--- BEGIN Reading text ---
With four different champions in the past four seasons and no overwhelming favorite, the 2012 Six Nations could be the most open and interesting tournament for years.
Three of the six teams have switched coaches since last year’s Rugby World Cup, several stalwarts have retired and there are questions to be answered over the next six weeks.
Can Philippe Saint-Andre fine-tune a France squad that defied expectations to reach last year’s Rugby World Cup final or will interim England coach Stuart Lancaster engineer a successful title defense with an exciting but inexperienced squad?
Perhaps Wales can build on fourth place at the World Cup, or maybe Ireland’s injection of youth is exactly what its experienced squad needs.
With Wales hit by injuries to flyhalf Rhys Priestland and prop Gethin Jenkins, France and Ireland appear to be best placed to contest the title.
Saint-Andre has picked largely the same squad that lost the World Cup final by a single point even with the players and his predecessor, Mark Lievremont, barely on speaking terms. With the coach and players pulling together, the title is a realistic prospect.
The presence of IRB player of the year Thierry Dusautoir and Imanol Harinordoquy means that Saint-Andre, who recalled prop David Attoub a year after his 52-week ban for gouging expired, can rely upon the strong pack he — and France — traditionally favor.
“It’s true that rugby since professionalism, teams are fitter, much more analyzed and it’s more and more difficult to score tries from 100 meters — but I think it’s still possible,” Saint-Andre said. “For the France team, what is very important is a good base.
“We need to play first with a good foundation and then we’ll see.”
There will be no repeat of Lievremont’s experimental use of scrumhalf Morgan Parra at flyhalf as Francois Trinh-Duc will start in that position in Saturday’s competition opener against Italy.
Italy beat France in the Six Nations for the first time last season, but Nick Mallett’s replacement as coach by Jacques Brunel is unlikely to herald much change in Italy’s approach or fortunes.
Former France assistant Brunel wants to introduce a more expansive style, but the muscle of No. 8 Sergio Parisse and prop Martin Castrogiovanni is still Italy’s most potent weapon.
“I think we can even win the tournament in two or three seasons,” Brunel said of his new side. “But we have to learn to do more in so many aspects: more speed, more intensity, more discipline.”
Italy will play at the larger Olympic Stadium in Rome this season, giving it the lift of about 70,000 fans for matches against England and Scotland.
The tone of Scotland’s campaign could be defined by what happens in the opener against England at Murrayfield.
Victory over England could galvanize a squad missing the reliable boot of the retired Chris Paterson to retirement and captain Kelly Brown to a leg injury. Defeat in one of their two home matches could leave the Scots, led by hooker Ross Ford, facing another tussle with Italy to avoid last place and the so-called wooden spoon.
--- END Reading text ---
--- BEGIN Raw data ---
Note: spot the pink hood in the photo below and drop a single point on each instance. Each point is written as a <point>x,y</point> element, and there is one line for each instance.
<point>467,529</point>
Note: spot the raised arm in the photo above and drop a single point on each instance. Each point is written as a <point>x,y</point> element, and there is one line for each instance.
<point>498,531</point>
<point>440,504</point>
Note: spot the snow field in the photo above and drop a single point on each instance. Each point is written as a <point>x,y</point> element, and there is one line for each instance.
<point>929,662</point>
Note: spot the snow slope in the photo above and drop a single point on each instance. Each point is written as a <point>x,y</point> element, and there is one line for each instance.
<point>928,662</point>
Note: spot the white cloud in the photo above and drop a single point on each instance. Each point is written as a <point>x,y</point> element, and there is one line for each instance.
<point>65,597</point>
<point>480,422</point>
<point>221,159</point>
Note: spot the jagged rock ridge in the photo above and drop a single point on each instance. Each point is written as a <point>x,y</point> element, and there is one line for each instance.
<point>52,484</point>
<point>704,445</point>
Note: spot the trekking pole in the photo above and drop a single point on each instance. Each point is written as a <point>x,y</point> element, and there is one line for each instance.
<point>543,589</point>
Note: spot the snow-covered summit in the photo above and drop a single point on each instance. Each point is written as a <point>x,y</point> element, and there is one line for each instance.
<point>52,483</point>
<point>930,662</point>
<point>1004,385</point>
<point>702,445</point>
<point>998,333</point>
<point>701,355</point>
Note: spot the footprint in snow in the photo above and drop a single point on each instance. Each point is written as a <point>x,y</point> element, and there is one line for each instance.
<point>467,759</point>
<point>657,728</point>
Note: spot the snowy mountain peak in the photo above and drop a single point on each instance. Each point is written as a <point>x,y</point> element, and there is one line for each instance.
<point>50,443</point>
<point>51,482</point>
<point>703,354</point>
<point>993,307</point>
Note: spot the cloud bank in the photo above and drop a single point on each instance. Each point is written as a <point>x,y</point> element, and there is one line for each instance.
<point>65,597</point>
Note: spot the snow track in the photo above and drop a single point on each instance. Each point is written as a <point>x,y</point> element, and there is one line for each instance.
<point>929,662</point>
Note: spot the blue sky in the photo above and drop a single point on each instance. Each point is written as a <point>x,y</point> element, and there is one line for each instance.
--- END Raw data ---
Stated task 1:
In the Six Nations preview, translate this sentence into Spanish: "The tone of Scotland’s campaign could be defined by what happens in the opener against England at Murrayfield."
Stated task 2:
According to the Six Nations preview, at which venue will Italy host its matches against England and Scotland this season?
Stated task 3:
Decide whether each statement agrees with the Six Nations preview. Answer yes or no, and quote the words from the preview that decide it.
(a) Half of the teams have changed coaches since the last Rugby World Cup.
(b) Morgan Parra will start at flyhalf in the opener against Italy.
(c) Italy's Six Nations win over France last season was its first.

Solution 1:
El tono de la campaña de Escocia podría definirse por lo que ocurra en el partido inaugural contra Inglaterra en Murrayfield.

Solution 2:
The larger Olympic Stadium in Rome.

Solution 3:
(a) Yes: "Three of the six teams have switched coaches since last year’s Rugby World Cup"
(b) No: "Francois Trinh-Duc will start in that position in Saturday’s competition opener against Italy"
(c) Yes: "Italy beat France in the Six Nations for the first time last season"